═════ Page text ═════

This changing profile contains more significant peaks in demand and will result in much more dynamic loading of the power cable. In this scenario, the increased use of asset monitoring tools can play an important role in ensuring that cables remain operational within the defined performance envelope and are not subjected to thermal stresses beyond design limits.

Tools such as real time thermal rating (RTTR) are increasingly being deployed on vital cable connections to monitor conductor temperatures allowing asset owners to manage cabling in a much more flexible manner based on a real understanding of the cable condition. Other sensor-based tools are deployed in real time to monitor cables for partial discharge activity in service, predicting potential failure of the cable and allowing preventative and predictive network maintenance rather than managing catastrophic network failures and the resulting disruptions to consumers.

Medium voltage cable testing

Of course, prevention is better than cure. There is no substitute for a cable that is correctly designed, manufactured, and robustly tested to ensure constancy of performance, in the most challenging of conditions.

Type testing regimes to national and international standards have long been the shield that asset owners use to guarantee cable performance in service; however, there are limitations to the effectiveness of such testing. One off type testing should have a capped validity to ensure that repeatable manufacturing standards are maintained over time.

Testing should be repeated in the event of major design changes, particularly those impacting the dielectric and mechanical performance of the cable system. Testing should also be repeated where a different material, grade, or source is used in the dielectric that can significantly impact cable performance. Experience has shown that this is not always the case, with type testing only being conducted on specific requests by end users. This can result in manufacturers operating with test reports that are more than a decade old.

═════ Material provided ═════

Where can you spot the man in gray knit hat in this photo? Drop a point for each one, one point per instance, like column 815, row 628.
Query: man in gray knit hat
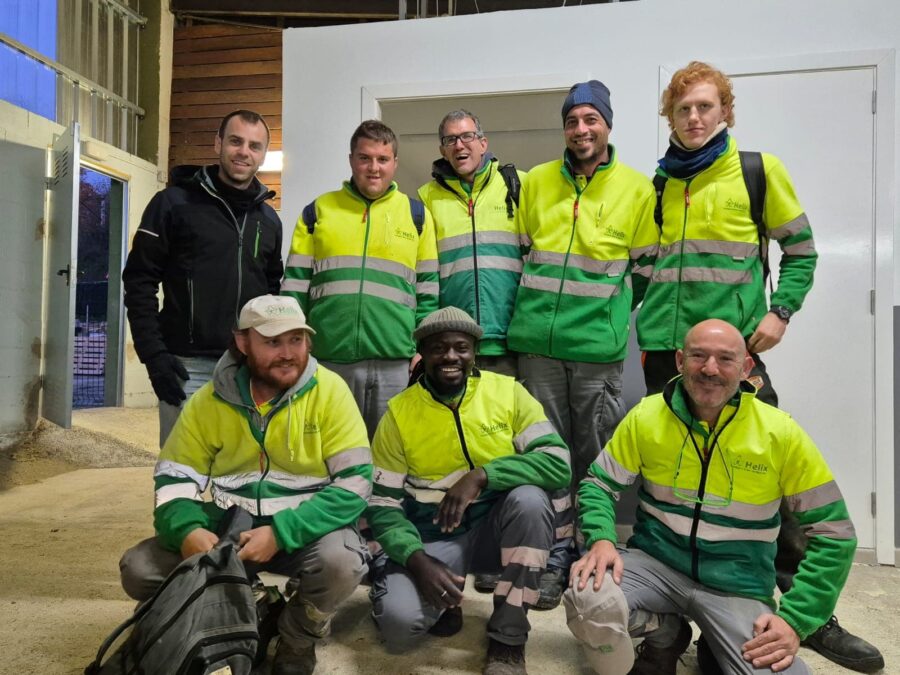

═════

= Instruction 1 =
In the power cable text, what do real time thermal rating tools monitor?
= Instruction 2 =
Please carry on the power cable text from its last sentence.

= Final result 1 =
Conductor temperatures.

= Final result 2 =
MV cables are made up of multiple layers including sheath armour, inner covering, wrapping tape, metallic screen, insulation screen, filler strip, insulation, and conductor screen

Medium voltage cable industry standards

There is an increasing global need for MV cables, and it is for this reason these cables should be type tested, at intervals of at least 3 year periods, to ensure product quality is consistent with industry standards. There are several leading standards recognised within the industry:

• IEC 60502-2 - applicable to power cables with extruded solid insulation
• IEC / EN 60754 - designed to determine the halogen acid gas content
• IEC / EN 60332 – designed for small scale single cable and large-scale bunched cable testing of flame propagation
• IEC / EN 61034 - measures smoke density of cables burning under defined conditions.
• BS 6622 - one of the main MV standards, particularly focused on general armoured cables with thermosetting insulation
• BS 7835 - another one of the main standards, this standard offers a variation for armoured cables with thermosetting insulation
• BS 7870-4.10 – is specific to single-core cables only, with an over sheath made of medium density polyethylene and thermoplastic compound
• BS 7870-4.11 – is specific to single-core 33 kV lead alloy sheathed cables.
• BS 7870-4.20 - works to the same criteria outlined above for BS 7870-4.10 but applies to the three-core 11 kV cable variation

MV cables that have been tested to meet the above standards safeguard the grid and minimise risks. High quality approved cable will have been put through rigorous testing to ensure they can accommodate the future increase in power demand.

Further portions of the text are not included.